● TO BE DONE
1) Answer these from the PDF function reference below:
(a) What does tuneconfig() show?
(b) Which function should be used to save changes made with tuneconfig() to disk?
(c) What does clearsession() return?
2) Pick up the PDF function reference below where it stops, and write its next part.

A pair of output arrays (r, G).

config

Instance of the PDFConfig class that stores the parameters and input files for the program. Use print(config) to display the current configuration values. This is the same object as pdfgetter.config. Configuration may be changed by setting a respective attribute of the config object, for example:

In [1]: config.qmax = 21

The config values may be also changed by calling the pdfgetter() or processfiles() function with a corresponding keyword argument, for example processfiles(qmax=20, force="once").

iraw
iq
sq
fq
gr

These variables are assigned the input raw intensities and the intermediate results, stored as matrix rows. The matrix rows correspond to twotheta1, intensity1, twotheta2, intensity2, etc. Because matrices are iterated row first, the raw intensities from all input files can be plotted with the matplotlib plot function as plot(*iraw).

These variables should be considered read-only and are reset with subsequent PDF calculations.

tuneconfig(plotids=None, pdfgetter=None, axeslist=None)

Show a GUI dialog for interactive tuning of configuration variables.

Parameters
  • plotids – The string or iterable that specify what interactive plots should be tuned. By default the same as config.plot. It can be also an integer index or name of a transformation in pdfgetter() or a reference to a Transformation object.

  • pdfgetter – The optional PDFGetter object to be tuned. This is by default the interactive pdfgetter() object.

  • axeslist – An optional list of matplotlib Axes for showing interactive plots. When None, use subplot(N, 1, i) to create any necessary axes.

Note

Changes from tuneconfig() apply only to the configuration and results in memory. Use the processfiles() function to save them to disk.

processfiles(filename=None, **kwargs)

Process all input files again with the current configuration values. This is a higher-level function than pdfgetter(), as it also saves output files and produces plots as specified by the config object.

Parameters
  • filename – One or more input files to be converted to PDFs and saved or plotted according to the config settings. Use the previous list of input files when not specified.

  • kwargs – An optional keyword arguments to set for the config object, for example (force="once", qmax=18).

This function updates the config.inputfiles list and the iraw, iq, sq, fq and gr interactive variables.

clearsession()

Clear all elements from the config.inputfiles and also the iraw, iq, sq, fq and gr variables.

Returns

No return value.

loaddata(filename, minrows=10, usecols=None, **kwargs)

Find and load data from a text file.

● PROVIDED DATA
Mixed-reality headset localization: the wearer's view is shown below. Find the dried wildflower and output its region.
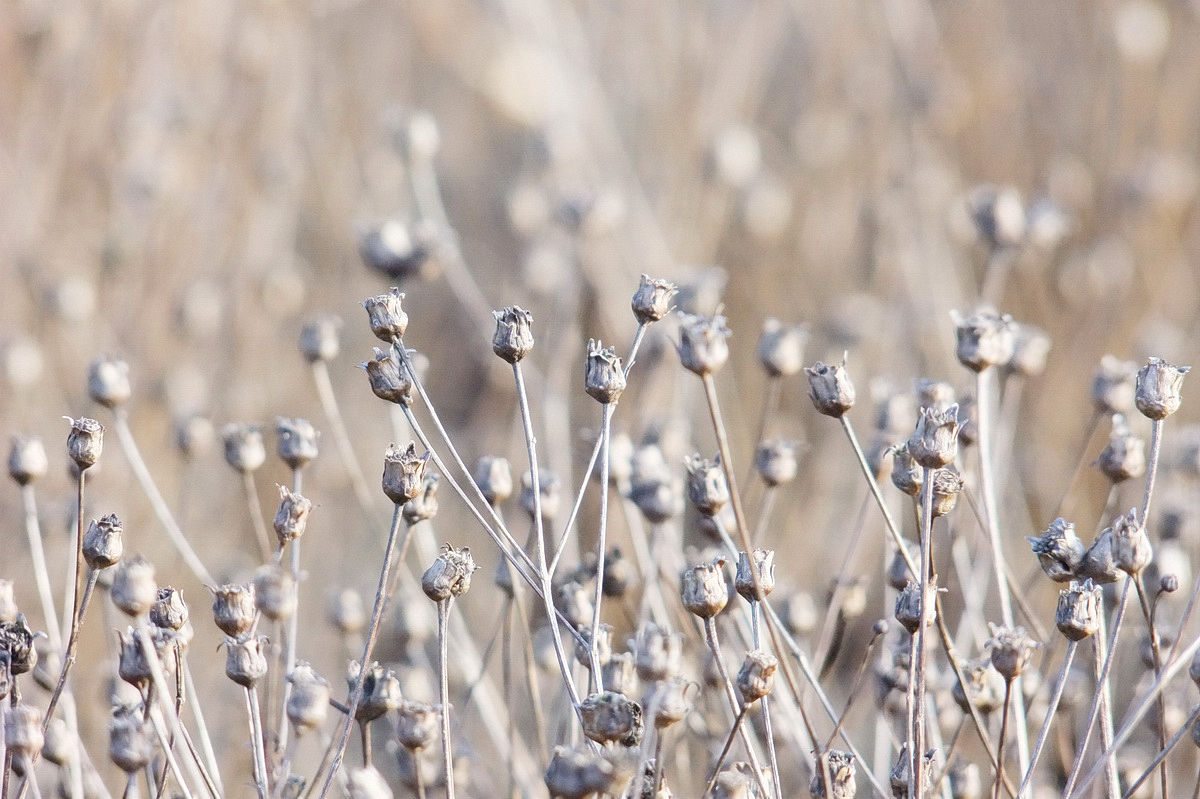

● ANSWERS PROVIDED
1)
(a) A GUI dialog for interactive tuning of configuration variables.
(b) The processfiles() function.
(c) No return value.

2)
The data reading starts at the first matrix block of at least minrows rows and constant number of columns. This seems to work for most of the datafiles including those generated by PDFGetX2.

Parameters
  • filename (str) – Name of the file to load the text data from.

  • minrows (int, optional) – Minimum number of rows in the first data block, by default 10. All rows must have the same number of floating point values.

  • usecols (int, str, slice, iterable, optional) – Indices or names of the columns to be loaded from the data block, the default is all columns. Data blocks that do not contain sufficient number of columns are skipped. When usecols contain string items, they are translated to column indices by looking up a header line preceding the data block. String items formatted as i:j:k are converted to slice objects. When usecols type is string it is split to a list of names at comma and whitespace characters.

  • unpack (bool, optional) – Return data as a sequence of columns that allows tuple unpacking such as x, y = loaddata(FILENAME, unpack=True). Note that transposing the loaded array as loaddata(FILENAME).T has the same effect. The default is False.

  • kwargs (misc, optional) – Extra keyword arguments that are passed to numpy.loadtxt.

Returns

data (numpy.ndarray) – The data block loaded from the text file.

See also

numpy.loadtxt()

This function can be imported from the diffpy.pdfgetx module.

plotdata(filenames, style=None, x=None, y=None, log=None, ax=None, **kwargs)

Plot one or more text data files.

The files are searched for data blocks which have enough columns to satisfy both x and y selectors of the plotted data. This may result in an empty plot when file has none wide-enough data block (e.g., when y=100).

Parameters
  • filenames (str or an iterable of string file names) – One or more text data files to be plotted.

  • style (str) – Optional style argument for the matplotlib plot() function.

  • x (int, str, or iterable, optional) – The column to be used for the x data. This can be a zero-based index of the desired column or a column name from data header. A special symbol “.” can be used for a sequential data index. When not specified, use the first column.

  • y (int, str, iterable, or slice, optional) – One or more columns to be used for the y data. This can be a single zero-based index of the desired column or an iterable of several indices. The y value can be also a string which is split at commas and converted to integers, column names or slice objects, e.g. “0,sine,4:7”. The slice instances are applied to the entire data block from each loaded file. Use the second column when not specified.

  • log ({‘x’, ‘y’}, optional) – Set logarithmic scaling for the specified axis and linear scaling for all others. For example, log="y" applies linear scaling to the x-axis and logarithmic to the y-axis. Keep the current axis scaling when not specified.

  • ax (matplotlib.axes.Axes, optional) – The axes to plot to. The plotting will be performed using the ax.plot method. The default is pyplot.gca().

  • kwargs (misc, optional) – Keyword arguments for the matplotlib plot() function.

Returns

lines (list) – The matplotlib Line2D objects added to the current axis.

This function can be imported from the diffpy.pdfgetx.plotdata module.

findfiles(patterns=(), path='.', dotfiles=False)

Find files that match all specified patterns.

Pattern syntax:

  • ^start - match “start” only at the beginning of the string.

  • end$ - match “end” only at the end of string.

  • <7> - match number 7 preceded by any number of leading zeros.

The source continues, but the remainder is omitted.